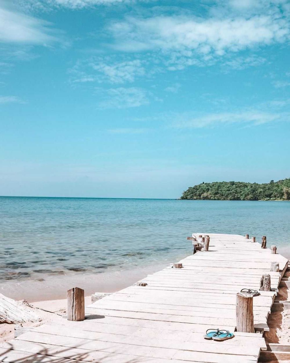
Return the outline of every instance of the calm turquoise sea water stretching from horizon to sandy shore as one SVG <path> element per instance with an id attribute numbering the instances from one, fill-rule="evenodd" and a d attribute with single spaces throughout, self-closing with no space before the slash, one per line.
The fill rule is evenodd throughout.
<path id="1" fill-rule="evenodd" d="M 0 280 L 174 262 L 192 232 L 267 236 L 290 252 L 290 203 L 0 197 Z"/>

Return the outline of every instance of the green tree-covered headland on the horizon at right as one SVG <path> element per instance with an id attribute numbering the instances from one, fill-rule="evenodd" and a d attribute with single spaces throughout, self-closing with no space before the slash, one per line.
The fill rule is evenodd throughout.
<path id="1" fill-rule="evenodd" d="M 181 199 L 193 200 L 290 200 L 290 178 L 270 183 L 214 181 L 189 187 Z"/>

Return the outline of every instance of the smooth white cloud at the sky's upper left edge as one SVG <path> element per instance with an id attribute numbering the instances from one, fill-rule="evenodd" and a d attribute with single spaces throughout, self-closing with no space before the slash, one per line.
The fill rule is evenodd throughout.
<path id="1" fill-rule="evenodd" d="M 57 40 L 51 24 L 35 17 L 17 13 L 0 4 L 0 42 L 47 45 Z"/>

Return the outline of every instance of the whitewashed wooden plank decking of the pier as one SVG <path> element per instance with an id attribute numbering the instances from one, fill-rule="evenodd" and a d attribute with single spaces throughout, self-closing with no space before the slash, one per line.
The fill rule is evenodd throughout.
<path id="1" fill-rule="evenodd" d="M 209 236 L 208 252 L 181 260 L 181 269 L 167 267 L 142 279 L 147 286 L 130 286 L 96 301 L 86 307 L 82 322 L 63 319 L 62 325 L 42 325 L 3 343 L 0 361 L 257 362 L 260 350 L 266 350 L 259 332 L 268 330 L 267 317 L 288 261 L 244 236 Z M 279 262 L 280 272 L 270 272 L 273 261 Z M 236 293 L 259 290 L 264 273 L 270 274 L 273 291 L 253 298 L 257 333 L 236 332 L 223 342 L 204 339 L 208 328 L 235 331 Z"/>

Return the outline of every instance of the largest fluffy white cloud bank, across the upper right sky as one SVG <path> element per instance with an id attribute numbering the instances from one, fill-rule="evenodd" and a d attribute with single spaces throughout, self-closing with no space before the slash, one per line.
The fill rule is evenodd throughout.
<path id="1" fill-rule="evenodd" d="M 143 50 L 195 50 L 199 55 L 222 56 L 257 45 L 282 42 L 289 37 L 284 19 L 253 16 L 250 19 L 198 19 L 189 16 L 157 16 L 147 19 L 128 17 L 112 24 L 115 49 L 127 52 Z M 190 56 L 190 54 L 188 54 Z"/>

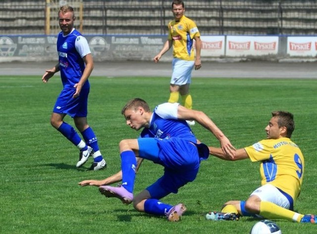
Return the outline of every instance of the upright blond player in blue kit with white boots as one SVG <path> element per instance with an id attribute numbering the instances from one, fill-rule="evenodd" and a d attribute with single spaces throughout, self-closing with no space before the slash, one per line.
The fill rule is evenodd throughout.
<path id="1" fill-rule="evenodd" d="M 100 152 L 97 137 L 87 122 L 90 91 L 88 77 L 94 68 L 93 57 L 87 40 L 74 28 L 74 9 L 67 5 L 61 6 L 58 20 L 61 29 L 57 37 L 58 63 L 52 69 L 46 70 L 42 77 L 42 81 L 47 83 L 60 71 L 63 84 L 63 90 L 53 108 L 51 124 L 79 148 L 76 167 L 81 167 L 92 155 L 94 162 L 89 170 L 97 171 L 106 168 L 106 161 Z M 75 126 L 84 140 L 71 125 L 63 121 L 66 114 L 74 119 Z"/>

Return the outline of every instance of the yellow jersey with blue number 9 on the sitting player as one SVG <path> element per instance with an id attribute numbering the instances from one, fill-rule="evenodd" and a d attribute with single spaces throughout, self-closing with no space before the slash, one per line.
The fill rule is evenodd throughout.
<path id="1" fill-rule="evenodd" d="M 261 161 L 261 184 L 271 184 L 295 201 L 304 175 L 304 156 L 297 144 L 288 138 L 267 139 L 244 149 L 252 162 Z"/>

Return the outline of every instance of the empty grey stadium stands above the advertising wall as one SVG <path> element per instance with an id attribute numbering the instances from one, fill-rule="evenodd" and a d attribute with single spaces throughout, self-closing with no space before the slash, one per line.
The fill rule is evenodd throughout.
<path id="1" fill-rule="evenodd" d="M 74 0 L 1 0 L 0 34 L 56 34 L 47 7 Z M 86 35 L 164 35 L 171 0 L 79 0 Z M 48 3 L 49 2 L 49 3 Z M 186 16 L 202 35 L 316 35 L 317 0 L 185 0 Z M 49 5 L 48 5 L 49 4 Z M 56 18 L 56 17 L 55 17 Z M 80 25 L 79 25 L 80 24 Z M 47 27 L 51 30 L 46 30 Z M 57 27 L 56 27 L 57 26 Z"/>

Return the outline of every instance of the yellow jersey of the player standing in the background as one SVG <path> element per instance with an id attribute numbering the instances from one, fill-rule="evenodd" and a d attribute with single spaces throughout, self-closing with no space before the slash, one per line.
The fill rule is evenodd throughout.
<path id="1" fill-rule="evenodd" d="M 168 23 L 168 40 L 173 41 L 173 56 L 182 60 L 193 61 L 193 39 L 200 37 L 195 22 L 185 15 L 179 21 L 172 20 Z"/>

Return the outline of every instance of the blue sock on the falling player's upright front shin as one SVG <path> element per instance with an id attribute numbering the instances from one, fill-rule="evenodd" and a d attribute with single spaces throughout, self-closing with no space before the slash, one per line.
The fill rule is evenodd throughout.
<path id="1" fill-rule="evenodd" d="M 122 170 L 122 186 L 129 192 L 133 192 L 135 170 L 137 167 L 137 159 L 132 150 L 123 151 L 121 156 L 121 170 Z"/>

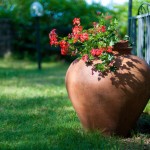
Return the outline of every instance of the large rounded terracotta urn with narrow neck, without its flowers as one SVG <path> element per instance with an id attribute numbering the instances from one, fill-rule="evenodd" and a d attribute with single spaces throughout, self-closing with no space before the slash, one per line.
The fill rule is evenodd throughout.
<path id="1" fill-rule="evenodd" d="M 150 99 L 150 67 L 130 51 L 125 43 L 114 46 L 114 72 L 93 72 L 83 60 L 68 68 L 67 92 L 84 129 L 126 137 L 143 112 Z"/>

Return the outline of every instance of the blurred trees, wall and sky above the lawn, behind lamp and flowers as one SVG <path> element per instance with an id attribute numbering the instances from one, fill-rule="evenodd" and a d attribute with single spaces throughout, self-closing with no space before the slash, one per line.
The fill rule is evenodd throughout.
<path id="1" fill-rule="evenodd" d="M 30 12 L 33 2 L 34 0 L 0 0 L 0 57 L 36 61 L 39 40 L 42 61 L 70 61 L 72 58 L 61 56 L 58 48 L 49 45 L 50 30 L 55 28 L 60 36 L 67 35 L 71 32 L 75 17 L 81 18 L 82 25 L 87 28 L 96 20 L 98 11 L 119 20 L 120 37 L 127 34 L 128 0 L 39 0 L 43 15 L 38 22 Z M 133 0 L 133 16 L 137 15 L 142 2 L 143 0 Z"/>

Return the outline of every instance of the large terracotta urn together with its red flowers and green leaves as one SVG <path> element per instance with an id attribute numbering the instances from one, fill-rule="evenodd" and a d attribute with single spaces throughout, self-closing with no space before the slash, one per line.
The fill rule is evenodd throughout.
<path id="1" fill-rule="evenodd" d="M 62 55 L 78 56 L 65 78 L 73 107 L 85 129 L 125 137 L 150 98 L 150 67 L 119 40 L 115 19 L 100 14 L 93 28 L 83 29 L 80 18 L 73 25 L 67 37 L 49 33 Z"/>

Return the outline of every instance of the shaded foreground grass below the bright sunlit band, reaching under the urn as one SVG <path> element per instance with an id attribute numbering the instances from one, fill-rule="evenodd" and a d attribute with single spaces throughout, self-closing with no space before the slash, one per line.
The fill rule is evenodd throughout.
<path id="1" fill-rule="evenodd" d="M 119 141 L 99 133 L 84 132 L 67 97 L 6 100 L 1 105 L 1 149 L 136 149 L 148 150 L 149 144 L 134 138 Z M 142 114 L 137 132 L 149 134 L 150 116 Z M 148 125 L 147 125 L 148 124 Z M 4 129 L 3 129 L 4 128 Z M 144 131 L 143 131 L 144 130 Z"/>

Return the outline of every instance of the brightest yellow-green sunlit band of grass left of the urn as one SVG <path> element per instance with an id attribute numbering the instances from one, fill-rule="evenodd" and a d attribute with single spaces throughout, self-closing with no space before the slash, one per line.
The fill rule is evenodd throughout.
<path id="1" fill-rule="evenodd" d="M 58 96 L 58 95 L 67 95 L 65 87 L 51 86 L 46 87 L 45 89 L 40 87 L 14 87 L 14 86 L 1 86 L 0 97 L 11 98 L 12 100 L 15 98 L 16 100 L 20 100 L 21 98 L 36 98 L 47 97 L 47 96 Z"/>

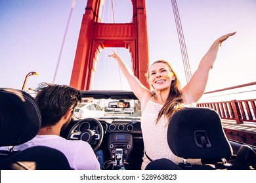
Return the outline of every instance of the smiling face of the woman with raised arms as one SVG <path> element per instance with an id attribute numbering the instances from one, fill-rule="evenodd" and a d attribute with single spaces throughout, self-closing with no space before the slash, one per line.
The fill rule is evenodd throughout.
<path id="1" fill-rule="evenodd" d="M 149 69 L 149 82 L 155 90 L 163 90 L 171 86 L 175 76 L 165 63 L 154 63 Z"/>

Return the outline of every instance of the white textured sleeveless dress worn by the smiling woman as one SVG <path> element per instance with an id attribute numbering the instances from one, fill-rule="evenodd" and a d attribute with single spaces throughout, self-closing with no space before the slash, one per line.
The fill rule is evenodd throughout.
<path id="1" fill-rule="evenodd" d="M 175 156 L 175 154 L 171 152 L 167 143 L 167 120 L 165 120 L 164 116 L 161 116 L 160 120 L 156 124 L 156 118 L 158 118 L 158 113 L 162 107 L 163 105 L 154 103 L 150 99 L 142 112 L 140 122 L 144 141 L 144 150 L 150 159 L 167 158 L 178 164 L 182 162 L 182 158 Z M 146 165 L 150 163 L 150 160 L 146 158 L 145 154 L 142 159 L 143 162 L 141 169 L 143 170 Z M 200 164 L 201 159 L 188 159 L 188 162 L 192 164 Z"/>

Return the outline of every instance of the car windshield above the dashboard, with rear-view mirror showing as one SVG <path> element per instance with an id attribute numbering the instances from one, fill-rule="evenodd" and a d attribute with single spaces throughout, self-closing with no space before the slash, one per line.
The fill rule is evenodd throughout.
<path id="1" fill-rule="evenodd" d="M 123 98 L 117 97 L 117 99 L 110 99 L 106 96 L 104 99 L 83 96 L 81 103 L 75 107 L 74 116 L 78 120 L 85 118 L 140 119 L 140 101 L 129 97 L 125 98 L 125 95 Z"/>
^^^^^^^^
→ Try it: Above are the entries; copy out every line among them that contains the word "flowers".

→ Expected answer:
Return the outline of every instance of the large rounded terracotta urn with narrow neck, without its flowers as one SVG <path> element per instance with an id attribute numbering the instances from one, fill-rule="evenodd" and a d attribute with single spaces throughout, self-closing with no space before the slash, one per line.
Return the outline of every instance of the blurred trees, wall and sky above the lawn, behind lamp and flowers as one SVG <path> element per instance with an id attribute numbering the instances from one, fill-rule="evenodd" and a d attribute with single spaces throughout, self-closing with no space before the slash, one per line.
Return the outline of every instance of the large terracotta urn together with its red flowers and green leaves as one SVG <path> element per instance with an id attribute numbering the instances from one, fill-rule="evenodd" and a d attribute with single spaces throughout, self-closing with no space before the slash, one per line.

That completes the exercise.